GOAL OF THE EXERCISE:
From the data below, return the exact lines starting at the line containing "Target: brick chimney" and ending at the line containing "x=623 y=148", both included, and nothing else.

Saved entries
=====

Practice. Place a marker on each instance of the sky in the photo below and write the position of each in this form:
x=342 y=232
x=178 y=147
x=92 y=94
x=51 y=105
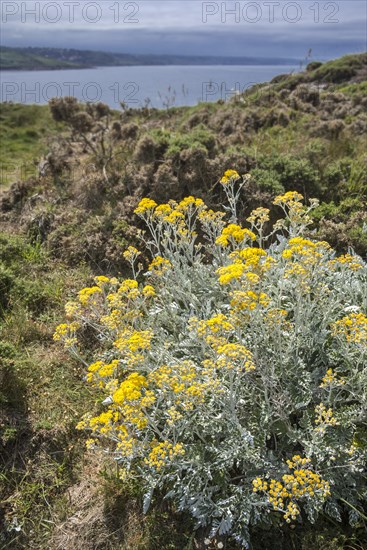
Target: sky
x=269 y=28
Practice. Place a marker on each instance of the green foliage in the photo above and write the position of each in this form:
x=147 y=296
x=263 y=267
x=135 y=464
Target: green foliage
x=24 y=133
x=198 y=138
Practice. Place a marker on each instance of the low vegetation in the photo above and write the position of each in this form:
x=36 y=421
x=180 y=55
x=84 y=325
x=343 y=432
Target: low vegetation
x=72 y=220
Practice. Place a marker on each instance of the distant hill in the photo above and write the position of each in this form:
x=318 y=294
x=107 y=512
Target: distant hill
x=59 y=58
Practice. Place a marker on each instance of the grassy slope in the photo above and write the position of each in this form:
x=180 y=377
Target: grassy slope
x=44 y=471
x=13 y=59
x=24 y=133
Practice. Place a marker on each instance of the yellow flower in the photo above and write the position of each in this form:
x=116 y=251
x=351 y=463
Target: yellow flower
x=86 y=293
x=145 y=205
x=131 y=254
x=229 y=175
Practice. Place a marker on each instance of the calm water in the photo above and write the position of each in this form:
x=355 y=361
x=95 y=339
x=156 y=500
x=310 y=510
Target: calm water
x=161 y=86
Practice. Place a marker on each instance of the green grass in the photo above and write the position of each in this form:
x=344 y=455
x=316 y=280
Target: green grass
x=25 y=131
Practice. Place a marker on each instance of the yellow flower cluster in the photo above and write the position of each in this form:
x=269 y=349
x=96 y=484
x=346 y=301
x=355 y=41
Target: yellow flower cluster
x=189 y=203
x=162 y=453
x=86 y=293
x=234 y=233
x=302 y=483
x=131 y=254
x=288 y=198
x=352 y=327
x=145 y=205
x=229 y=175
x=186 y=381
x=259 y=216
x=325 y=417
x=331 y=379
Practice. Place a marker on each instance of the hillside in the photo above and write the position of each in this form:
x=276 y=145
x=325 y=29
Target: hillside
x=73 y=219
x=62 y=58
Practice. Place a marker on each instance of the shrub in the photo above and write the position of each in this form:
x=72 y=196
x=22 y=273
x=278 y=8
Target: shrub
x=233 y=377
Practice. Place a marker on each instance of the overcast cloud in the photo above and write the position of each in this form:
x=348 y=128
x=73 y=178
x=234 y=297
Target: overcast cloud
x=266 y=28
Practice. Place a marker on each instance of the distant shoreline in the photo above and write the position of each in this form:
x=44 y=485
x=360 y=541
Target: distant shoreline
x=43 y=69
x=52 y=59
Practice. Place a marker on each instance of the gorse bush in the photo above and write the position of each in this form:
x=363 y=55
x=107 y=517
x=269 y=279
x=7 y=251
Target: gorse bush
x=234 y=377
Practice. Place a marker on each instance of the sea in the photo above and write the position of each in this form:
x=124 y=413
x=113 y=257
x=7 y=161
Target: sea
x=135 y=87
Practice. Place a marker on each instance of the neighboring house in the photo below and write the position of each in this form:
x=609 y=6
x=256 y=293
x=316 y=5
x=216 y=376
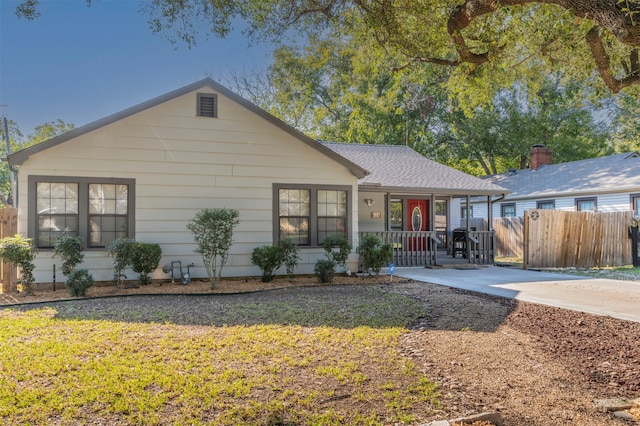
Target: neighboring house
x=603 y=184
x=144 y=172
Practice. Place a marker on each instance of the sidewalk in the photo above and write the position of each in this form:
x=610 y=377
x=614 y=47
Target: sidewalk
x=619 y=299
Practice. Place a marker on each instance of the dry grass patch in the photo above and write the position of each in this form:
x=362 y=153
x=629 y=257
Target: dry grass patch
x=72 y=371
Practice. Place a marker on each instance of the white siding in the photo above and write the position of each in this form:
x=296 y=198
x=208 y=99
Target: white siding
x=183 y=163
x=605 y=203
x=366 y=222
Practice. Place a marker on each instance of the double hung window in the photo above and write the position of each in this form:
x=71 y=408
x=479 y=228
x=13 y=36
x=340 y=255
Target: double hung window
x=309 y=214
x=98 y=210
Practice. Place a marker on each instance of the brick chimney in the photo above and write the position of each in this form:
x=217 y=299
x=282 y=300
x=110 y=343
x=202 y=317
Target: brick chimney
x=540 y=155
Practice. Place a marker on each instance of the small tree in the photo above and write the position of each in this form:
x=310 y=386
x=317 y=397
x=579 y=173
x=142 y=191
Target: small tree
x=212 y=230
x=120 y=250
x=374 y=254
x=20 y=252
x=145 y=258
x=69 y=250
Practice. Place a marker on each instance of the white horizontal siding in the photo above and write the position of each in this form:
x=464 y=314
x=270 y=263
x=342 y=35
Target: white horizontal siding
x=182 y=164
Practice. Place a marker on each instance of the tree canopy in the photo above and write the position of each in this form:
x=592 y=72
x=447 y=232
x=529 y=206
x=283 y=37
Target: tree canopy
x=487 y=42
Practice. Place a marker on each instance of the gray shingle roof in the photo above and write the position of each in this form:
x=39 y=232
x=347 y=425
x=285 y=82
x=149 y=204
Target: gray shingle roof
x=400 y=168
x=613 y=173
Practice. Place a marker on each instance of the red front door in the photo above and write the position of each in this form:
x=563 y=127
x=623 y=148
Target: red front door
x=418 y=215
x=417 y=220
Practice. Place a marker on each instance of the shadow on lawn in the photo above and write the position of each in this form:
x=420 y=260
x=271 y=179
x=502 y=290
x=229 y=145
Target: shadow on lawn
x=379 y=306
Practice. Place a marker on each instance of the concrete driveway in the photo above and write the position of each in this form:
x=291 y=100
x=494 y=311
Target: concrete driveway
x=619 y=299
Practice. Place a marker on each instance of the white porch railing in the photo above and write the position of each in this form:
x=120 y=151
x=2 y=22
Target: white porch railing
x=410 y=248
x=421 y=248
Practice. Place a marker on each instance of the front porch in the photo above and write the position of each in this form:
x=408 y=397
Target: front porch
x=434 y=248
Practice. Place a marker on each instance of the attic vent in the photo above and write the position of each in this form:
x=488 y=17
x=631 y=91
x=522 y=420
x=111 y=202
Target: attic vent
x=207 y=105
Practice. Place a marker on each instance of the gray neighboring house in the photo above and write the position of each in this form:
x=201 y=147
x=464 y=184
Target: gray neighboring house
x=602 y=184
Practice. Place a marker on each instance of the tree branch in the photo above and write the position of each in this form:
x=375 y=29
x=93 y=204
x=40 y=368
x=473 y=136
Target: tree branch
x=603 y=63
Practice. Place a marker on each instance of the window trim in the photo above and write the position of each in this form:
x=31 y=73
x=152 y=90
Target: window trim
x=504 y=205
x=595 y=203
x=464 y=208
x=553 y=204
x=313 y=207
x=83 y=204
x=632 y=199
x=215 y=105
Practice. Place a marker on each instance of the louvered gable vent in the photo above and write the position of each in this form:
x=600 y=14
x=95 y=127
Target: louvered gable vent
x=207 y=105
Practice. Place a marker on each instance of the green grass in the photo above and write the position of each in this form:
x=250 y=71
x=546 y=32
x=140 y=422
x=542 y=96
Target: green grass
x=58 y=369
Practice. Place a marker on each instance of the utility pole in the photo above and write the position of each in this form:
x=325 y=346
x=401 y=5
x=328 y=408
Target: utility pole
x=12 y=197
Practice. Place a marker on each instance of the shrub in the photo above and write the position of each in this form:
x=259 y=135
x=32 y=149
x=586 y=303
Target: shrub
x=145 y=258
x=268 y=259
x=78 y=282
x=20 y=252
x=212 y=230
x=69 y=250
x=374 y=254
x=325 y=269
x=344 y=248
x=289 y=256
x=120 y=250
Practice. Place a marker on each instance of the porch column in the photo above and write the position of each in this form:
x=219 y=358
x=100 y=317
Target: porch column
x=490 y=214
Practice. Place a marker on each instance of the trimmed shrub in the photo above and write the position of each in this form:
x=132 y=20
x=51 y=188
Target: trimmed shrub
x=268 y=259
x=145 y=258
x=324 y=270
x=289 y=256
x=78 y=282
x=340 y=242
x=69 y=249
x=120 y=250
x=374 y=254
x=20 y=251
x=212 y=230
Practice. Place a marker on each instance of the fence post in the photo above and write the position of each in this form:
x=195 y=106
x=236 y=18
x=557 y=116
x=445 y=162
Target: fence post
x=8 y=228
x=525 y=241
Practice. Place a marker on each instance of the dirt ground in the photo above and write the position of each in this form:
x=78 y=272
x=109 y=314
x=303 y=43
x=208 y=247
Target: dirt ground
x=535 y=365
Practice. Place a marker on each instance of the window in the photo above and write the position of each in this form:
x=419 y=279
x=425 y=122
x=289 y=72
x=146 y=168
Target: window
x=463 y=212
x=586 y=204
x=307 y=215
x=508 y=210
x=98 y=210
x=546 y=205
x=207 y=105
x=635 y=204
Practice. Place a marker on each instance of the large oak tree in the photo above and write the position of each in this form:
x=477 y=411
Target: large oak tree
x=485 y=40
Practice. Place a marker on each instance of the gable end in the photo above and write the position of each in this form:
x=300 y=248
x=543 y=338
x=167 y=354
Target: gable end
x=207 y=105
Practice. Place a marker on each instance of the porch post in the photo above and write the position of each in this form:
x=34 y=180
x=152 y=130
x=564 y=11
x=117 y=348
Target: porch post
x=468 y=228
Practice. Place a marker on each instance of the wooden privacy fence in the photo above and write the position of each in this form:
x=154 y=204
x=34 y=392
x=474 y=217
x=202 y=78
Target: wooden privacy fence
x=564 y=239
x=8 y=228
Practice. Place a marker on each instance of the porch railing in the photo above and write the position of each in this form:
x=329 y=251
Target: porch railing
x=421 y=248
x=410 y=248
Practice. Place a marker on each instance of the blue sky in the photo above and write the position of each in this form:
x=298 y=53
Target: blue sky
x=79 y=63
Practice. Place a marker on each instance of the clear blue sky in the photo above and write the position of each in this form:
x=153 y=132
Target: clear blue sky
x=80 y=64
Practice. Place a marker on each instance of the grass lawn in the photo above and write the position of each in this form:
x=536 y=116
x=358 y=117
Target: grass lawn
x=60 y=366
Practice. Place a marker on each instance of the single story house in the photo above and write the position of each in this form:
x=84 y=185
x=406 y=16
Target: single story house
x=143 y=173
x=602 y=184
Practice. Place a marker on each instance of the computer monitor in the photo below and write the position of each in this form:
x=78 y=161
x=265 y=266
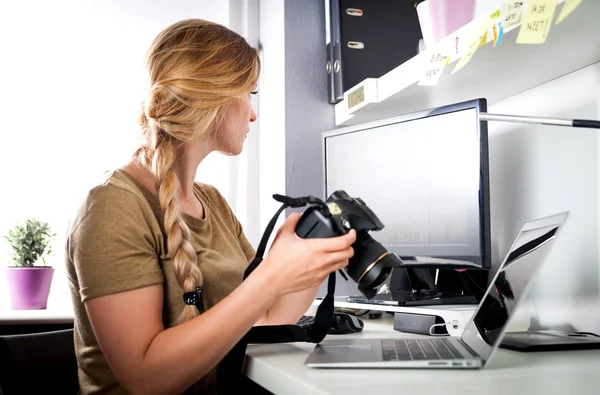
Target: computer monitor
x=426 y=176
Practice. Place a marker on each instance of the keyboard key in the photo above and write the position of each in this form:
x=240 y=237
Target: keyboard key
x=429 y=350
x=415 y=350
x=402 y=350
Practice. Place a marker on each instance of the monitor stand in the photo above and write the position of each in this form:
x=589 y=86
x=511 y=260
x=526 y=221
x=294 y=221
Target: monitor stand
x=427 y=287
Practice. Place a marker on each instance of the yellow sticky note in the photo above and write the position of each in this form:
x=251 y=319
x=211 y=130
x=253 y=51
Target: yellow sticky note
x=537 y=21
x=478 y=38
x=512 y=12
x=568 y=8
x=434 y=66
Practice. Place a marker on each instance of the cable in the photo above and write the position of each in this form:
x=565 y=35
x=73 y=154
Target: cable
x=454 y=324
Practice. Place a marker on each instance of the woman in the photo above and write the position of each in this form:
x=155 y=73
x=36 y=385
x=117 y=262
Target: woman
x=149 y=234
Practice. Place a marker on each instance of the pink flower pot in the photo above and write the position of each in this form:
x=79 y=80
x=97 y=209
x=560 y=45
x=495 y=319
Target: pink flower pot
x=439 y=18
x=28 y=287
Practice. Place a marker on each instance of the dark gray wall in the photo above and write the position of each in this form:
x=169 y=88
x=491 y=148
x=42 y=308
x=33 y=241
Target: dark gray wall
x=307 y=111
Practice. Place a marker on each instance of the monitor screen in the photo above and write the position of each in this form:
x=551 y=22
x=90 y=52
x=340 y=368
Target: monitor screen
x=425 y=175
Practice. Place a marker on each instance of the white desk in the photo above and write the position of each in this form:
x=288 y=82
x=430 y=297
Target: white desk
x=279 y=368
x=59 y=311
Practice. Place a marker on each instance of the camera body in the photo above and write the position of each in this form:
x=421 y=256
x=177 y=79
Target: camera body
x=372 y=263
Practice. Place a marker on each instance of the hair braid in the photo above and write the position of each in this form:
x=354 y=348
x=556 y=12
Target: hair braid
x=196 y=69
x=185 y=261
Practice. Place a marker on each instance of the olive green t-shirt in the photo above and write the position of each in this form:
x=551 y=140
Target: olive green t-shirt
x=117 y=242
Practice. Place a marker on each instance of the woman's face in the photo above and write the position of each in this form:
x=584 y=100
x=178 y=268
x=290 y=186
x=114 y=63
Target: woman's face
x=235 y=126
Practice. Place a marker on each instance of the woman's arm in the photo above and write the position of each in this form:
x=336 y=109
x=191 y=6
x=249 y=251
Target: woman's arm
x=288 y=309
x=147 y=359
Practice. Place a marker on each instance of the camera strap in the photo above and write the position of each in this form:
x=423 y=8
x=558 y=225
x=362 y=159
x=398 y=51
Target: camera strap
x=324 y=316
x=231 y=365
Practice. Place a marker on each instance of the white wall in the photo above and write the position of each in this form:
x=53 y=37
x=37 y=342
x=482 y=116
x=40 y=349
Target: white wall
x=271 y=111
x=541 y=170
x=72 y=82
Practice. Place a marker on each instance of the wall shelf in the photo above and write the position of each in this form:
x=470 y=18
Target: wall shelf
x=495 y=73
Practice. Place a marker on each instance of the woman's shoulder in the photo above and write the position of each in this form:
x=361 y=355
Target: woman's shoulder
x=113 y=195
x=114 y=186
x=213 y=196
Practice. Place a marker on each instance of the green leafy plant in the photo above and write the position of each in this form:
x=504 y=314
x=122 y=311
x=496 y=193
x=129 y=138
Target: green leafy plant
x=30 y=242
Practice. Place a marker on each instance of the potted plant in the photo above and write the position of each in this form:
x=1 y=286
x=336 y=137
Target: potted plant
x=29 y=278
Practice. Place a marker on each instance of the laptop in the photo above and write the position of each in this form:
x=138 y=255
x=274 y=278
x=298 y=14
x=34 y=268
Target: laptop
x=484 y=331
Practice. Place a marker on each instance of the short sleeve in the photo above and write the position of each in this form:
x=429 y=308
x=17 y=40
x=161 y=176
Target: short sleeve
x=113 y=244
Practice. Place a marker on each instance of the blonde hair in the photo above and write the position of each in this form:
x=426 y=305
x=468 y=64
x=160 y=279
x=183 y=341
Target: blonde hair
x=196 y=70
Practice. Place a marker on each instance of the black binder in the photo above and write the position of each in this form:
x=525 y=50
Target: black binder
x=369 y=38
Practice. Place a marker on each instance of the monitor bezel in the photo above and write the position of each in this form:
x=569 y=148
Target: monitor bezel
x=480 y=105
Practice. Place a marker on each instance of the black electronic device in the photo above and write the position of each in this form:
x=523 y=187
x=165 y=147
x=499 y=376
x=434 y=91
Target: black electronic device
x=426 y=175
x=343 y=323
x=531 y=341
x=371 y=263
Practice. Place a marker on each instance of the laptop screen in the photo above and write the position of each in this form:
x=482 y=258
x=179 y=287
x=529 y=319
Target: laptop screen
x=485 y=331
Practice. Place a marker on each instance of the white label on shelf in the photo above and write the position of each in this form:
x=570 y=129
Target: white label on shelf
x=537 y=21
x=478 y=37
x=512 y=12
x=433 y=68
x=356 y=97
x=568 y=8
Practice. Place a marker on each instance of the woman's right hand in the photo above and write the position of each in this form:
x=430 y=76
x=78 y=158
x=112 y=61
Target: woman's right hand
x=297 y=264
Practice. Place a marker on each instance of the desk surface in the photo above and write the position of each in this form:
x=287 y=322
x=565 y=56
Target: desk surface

=====

RESPONSE AREA:
Target: brick chimney
x=540 y=155
Practice. Place a marker on each instance of the small tree in the photo above and write the position of each in this form:
x=310 y=386
x=317 y=397
x=579 y=173
x=142 y=191
Target: small tree
x=212 y=230
x=120 y=250
x=374 y=254
x=20 y=252
x=145 y=258
x=69 y=250
Practice. Place a marker on each instance of the white horizontal siding in the photo above and write the position of each in this form:
x=464 y=314
x=270 y=263
x=342 y=35
Target: white horizontal siding
x=182 y=164
Practice. Place a marker on each instance of the tree canopy in the photo above and write the position of each in this form:
x=592 y=72
x=447 y=232
x=529 y=206
x=283 y=37
Target: tree canopy
x=487 y=42
Practice. Place a marker on each instance of the gray shingle roof in the photo above and write the position of each in this form:
x=39 y=232
x=347 y=425
x=285 y=82
x=149 y=204
Target: gray shingle roof
x=400 y=168
x=613 y=173
Practice. Place a marker on each instance of the red front door in the photo above and write the position of each in this form:
x=563 y=127
x=623 y=148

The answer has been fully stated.